(Required work):
Return every line of the rows below that contains the word "butterfly", copying each one in full.
** start Data for the task **
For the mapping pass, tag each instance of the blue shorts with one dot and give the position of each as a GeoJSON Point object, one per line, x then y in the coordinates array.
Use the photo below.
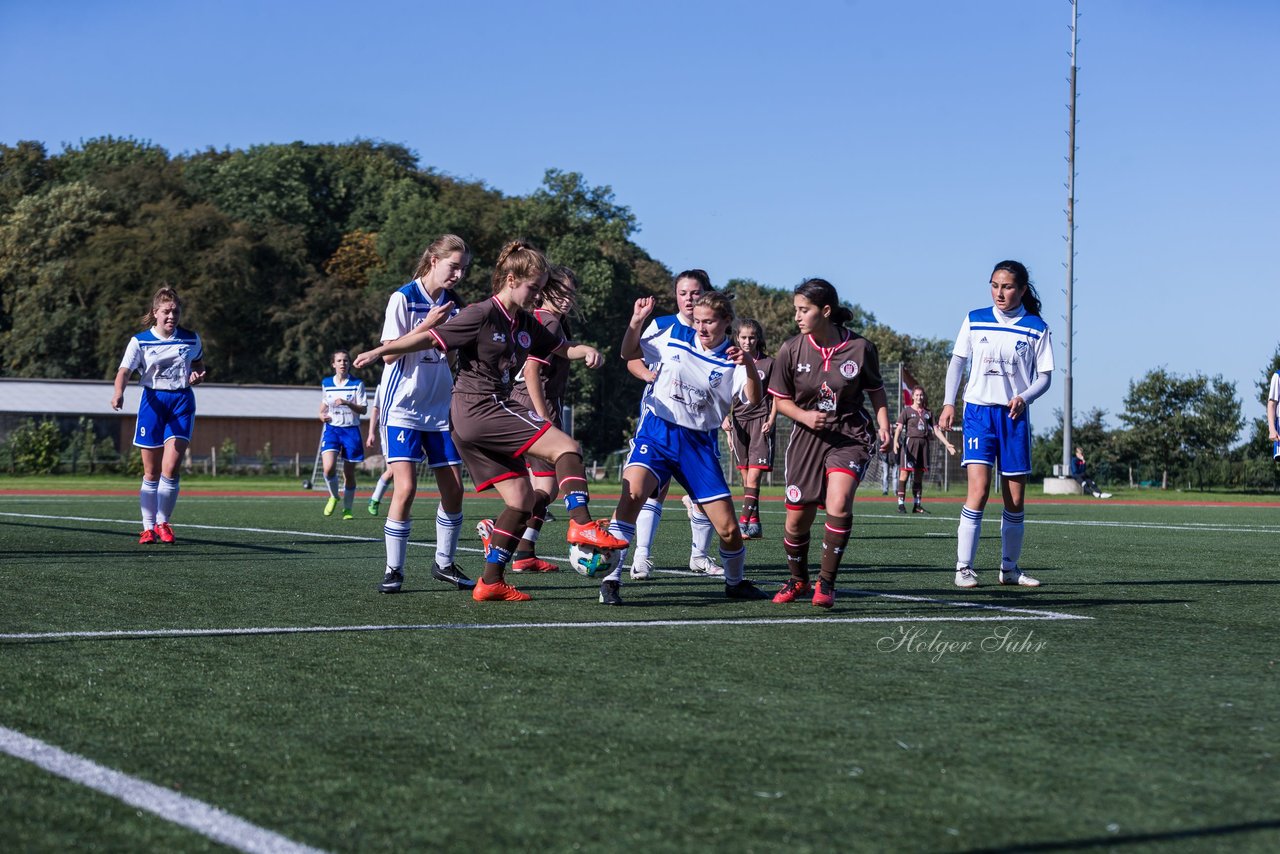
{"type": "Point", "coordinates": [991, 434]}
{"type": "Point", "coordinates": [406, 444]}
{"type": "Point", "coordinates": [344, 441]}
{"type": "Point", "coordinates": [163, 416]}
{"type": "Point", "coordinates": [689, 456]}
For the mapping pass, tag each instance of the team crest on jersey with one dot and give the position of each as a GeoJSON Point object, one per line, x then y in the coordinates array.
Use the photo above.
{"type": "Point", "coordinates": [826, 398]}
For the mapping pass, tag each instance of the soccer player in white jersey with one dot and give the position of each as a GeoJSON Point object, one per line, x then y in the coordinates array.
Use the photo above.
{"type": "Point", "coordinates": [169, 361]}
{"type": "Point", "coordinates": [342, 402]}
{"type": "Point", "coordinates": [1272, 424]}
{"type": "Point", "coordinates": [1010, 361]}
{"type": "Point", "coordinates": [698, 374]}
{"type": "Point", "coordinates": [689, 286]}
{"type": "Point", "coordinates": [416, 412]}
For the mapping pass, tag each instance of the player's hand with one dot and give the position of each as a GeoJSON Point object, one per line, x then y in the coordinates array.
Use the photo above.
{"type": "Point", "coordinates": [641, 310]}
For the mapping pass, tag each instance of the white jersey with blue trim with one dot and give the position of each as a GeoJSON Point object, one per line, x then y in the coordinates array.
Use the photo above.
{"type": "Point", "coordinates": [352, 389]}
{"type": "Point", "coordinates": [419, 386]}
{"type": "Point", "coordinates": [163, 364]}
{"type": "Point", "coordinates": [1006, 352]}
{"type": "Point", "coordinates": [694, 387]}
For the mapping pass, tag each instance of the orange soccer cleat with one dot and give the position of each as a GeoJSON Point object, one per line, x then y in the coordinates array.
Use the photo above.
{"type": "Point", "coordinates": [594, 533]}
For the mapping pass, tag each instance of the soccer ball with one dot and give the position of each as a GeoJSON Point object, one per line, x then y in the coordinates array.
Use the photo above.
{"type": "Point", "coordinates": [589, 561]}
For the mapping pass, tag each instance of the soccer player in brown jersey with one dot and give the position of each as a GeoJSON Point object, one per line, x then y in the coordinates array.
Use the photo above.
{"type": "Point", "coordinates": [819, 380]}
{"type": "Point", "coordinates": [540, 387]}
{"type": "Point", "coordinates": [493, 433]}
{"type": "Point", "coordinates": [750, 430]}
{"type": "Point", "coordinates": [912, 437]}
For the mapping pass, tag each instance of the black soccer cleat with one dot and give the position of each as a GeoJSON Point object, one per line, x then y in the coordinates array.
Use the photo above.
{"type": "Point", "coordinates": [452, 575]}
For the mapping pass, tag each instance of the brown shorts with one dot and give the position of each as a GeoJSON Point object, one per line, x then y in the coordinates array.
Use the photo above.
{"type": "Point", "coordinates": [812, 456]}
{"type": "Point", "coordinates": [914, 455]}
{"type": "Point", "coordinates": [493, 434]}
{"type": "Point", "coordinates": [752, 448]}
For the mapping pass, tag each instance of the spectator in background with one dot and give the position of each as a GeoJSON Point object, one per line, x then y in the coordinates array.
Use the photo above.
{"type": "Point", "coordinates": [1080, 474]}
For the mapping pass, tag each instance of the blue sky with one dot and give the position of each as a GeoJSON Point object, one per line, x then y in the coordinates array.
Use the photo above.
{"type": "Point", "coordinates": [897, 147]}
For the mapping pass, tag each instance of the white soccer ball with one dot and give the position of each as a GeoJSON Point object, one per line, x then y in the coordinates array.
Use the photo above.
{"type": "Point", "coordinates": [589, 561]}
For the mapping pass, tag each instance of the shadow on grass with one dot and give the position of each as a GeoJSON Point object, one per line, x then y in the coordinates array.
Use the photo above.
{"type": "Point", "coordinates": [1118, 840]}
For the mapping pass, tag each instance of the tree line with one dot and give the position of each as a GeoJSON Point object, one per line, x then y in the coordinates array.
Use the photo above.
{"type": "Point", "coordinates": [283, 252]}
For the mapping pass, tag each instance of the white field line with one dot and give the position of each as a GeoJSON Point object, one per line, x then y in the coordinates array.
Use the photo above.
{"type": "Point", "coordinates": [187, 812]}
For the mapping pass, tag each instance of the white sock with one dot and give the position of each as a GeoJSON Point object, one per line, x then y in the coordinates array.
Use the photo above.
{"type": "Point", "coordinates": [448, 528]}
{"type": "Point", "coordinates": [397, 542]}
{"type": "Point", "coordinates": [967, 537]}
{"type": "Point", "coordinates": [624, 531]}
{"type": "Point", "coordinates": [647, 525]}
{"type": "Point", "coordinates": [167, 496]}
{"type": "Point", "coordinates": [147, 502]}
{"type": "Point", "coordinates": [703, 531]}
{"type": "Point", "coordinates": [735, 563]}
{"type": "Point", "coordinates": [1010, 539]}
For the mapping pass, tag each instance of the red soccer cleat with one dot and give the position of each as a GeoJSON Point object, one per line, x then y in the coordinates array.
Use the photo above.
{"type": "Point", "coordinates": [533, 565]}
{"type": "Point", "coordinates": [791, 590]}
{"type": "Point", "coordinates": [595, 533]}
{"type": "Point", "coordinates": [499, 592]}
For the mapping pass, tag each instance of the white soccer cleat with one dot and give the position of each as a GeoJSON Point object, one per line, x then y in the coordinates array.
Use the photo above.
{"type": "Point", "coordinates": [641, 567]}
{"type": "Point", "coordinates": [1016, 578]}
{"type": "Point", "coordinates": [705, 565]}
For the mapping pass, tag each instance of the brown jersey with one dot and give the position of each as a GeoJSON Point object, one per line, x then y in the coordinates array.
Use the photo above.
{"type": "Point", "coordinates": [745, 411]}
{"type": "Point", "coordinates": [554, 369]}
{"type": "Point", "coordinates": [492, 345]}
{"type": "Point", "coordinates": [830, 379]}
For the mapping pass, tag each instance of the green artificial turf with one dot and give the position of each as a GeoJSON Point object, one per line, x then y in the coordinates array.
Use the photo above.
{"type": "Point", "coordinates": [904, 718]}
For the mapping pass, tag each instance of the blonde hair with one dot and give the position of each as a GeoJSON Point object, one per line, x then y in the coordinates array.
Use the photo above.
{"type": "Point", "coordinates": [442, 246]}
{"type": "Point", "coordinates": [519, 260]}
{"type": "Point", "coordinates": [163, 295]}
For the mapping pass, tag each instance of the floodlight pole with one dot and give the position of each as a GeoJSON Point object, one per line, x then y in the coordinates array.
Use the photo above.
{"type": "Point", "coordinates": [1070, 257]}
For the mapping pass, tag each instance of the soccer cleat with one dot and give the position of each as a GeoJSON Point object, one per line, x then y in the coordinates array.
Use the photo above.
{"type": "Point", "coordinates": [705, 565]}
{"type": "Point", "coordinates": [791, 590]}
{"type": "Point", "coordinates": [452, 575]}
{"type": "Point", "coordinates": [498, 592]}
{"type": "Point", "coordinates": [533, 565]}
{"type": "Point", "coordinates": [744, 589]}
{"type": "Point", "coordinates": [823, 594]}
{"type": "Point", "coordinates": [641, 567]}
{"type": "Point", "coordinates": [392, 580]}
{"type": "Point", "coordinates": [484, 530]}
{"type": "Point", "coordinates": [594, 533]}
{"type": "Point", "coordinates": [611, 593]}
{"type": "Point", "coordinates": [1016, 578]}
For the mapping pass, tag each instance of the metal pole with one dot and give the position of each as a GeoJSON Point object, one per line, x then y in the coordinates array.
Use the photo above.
** end Data for the task **
** start Data for the task **
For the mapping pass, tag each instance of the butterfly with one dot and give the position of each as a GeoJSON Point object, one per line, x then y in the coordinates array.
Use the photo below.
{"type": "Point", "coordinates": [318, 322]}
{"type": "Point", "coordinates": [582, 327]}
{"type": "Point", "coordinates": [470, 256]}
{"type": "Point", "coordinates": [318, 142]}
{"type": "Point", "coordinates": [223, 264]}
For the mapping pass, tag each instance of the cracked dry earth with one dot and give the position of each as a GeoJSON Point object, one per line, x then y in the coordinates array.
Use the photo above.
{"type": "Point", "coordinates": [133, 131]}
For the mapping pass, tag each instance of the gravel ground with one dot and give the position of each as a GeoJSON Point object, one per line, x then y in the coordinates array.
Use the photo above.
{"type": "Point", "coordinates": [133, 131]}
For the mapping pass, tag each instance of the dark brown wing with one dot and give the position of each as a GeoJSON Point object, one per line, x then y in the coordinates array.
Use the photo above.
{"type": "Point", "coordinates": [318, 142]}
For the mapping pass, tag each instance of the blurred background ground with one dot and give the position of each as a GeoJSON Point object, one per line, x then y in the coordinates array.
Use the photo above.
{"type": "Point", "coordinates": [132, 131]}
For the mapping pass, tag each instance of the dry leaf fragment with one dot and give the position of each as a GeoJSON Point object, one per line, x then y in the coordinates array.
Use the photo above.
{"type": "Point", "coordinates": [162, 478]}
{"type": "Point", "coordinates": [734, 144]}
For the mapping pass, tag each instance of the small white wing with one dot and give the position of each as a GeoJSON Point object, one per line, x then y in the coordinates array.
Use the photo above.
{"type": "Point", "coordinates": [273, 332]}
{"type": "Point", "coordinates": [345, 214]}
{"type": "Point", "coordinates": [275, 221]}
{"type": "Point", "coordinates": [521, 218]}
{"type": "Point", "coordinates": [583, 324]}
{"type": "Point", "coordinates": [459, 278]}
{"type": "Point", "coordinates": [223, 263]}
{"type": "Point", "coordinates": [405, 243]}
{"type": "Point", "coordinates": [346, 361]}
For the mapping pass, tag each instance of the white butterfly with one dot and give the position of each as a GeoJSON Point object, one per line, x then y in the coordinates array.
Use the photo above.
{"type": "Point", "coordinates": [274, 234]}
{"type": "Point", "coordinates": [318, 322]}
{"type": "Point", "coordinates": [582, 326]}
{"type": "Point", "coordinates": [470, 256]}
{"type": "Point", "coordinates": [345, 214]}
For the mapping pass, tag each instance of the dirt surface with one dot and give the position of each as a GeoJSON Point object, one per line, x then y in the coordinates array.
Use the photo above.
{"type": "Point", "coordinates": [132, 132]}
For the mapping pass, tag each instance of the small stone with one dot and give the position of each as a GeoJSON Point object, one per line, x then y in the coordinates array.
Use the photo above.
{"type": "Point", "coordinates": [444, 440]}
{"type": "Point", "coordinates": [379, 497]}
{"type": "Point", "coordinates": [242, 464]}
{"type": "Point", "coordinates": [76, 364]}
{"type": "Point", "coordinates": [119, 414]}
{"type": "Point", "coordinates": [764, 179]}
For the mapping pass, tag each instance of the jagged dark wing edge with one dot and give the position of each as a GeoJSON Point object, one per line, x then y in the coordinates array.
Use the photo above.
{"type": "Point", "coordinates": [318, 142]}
** end Data for the task **
** start Data for the task **
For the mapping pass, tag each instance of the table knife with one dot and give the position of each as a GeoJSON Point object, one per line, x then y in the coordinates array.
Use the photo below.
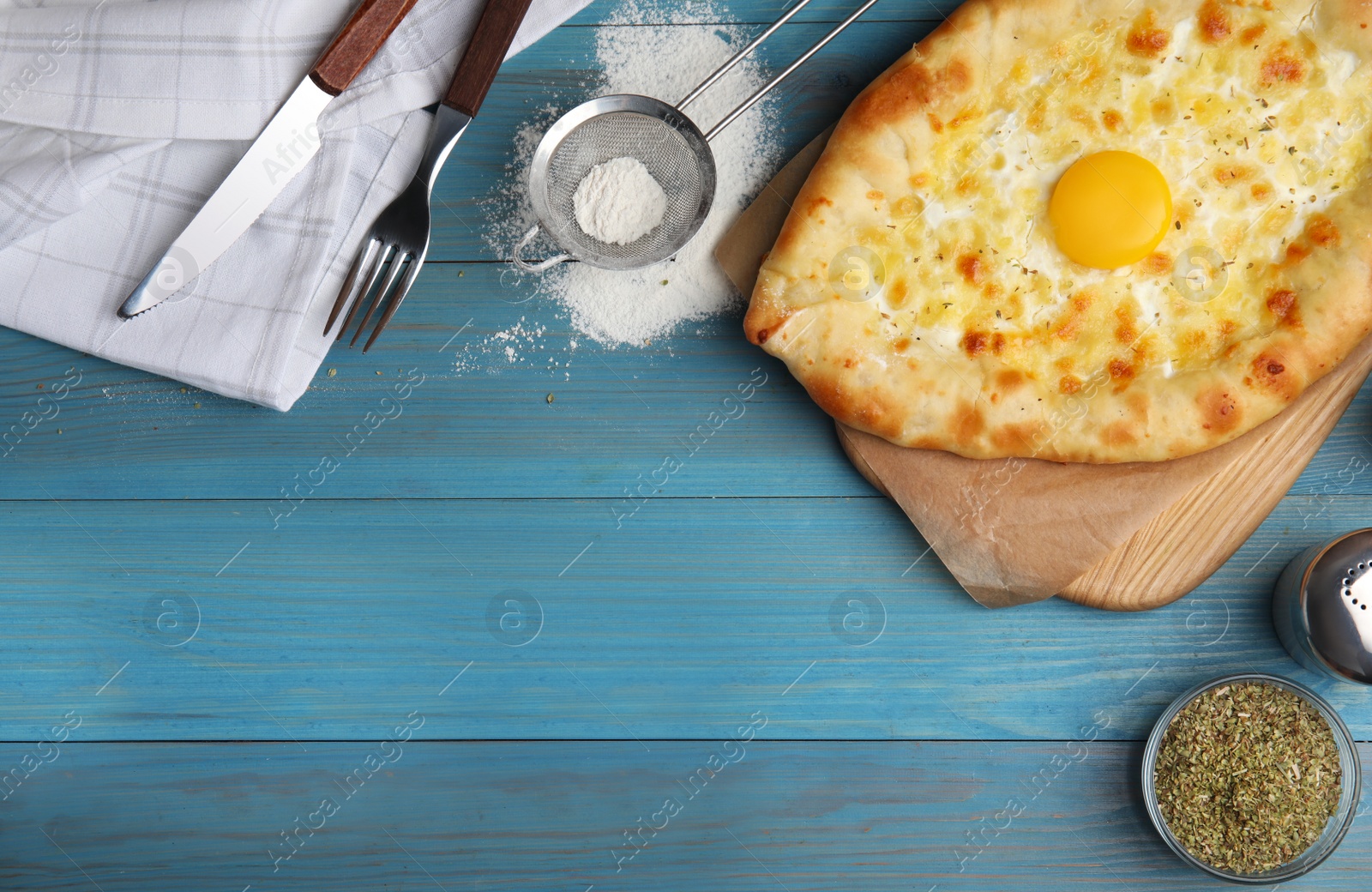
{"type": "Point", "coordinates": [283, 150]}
** end Data for the task **
(Written response):
For the mapping pass, tag each instance of the butterfly with one dot and give the position of each as a GeoJSON Point object, one per line, x then y in the coordinates array.
For the mapping pass, tag each instance of the white butterfly with one dot and give the position of each as a GeoJSON Point object, one per line, x then y in the coordinates array.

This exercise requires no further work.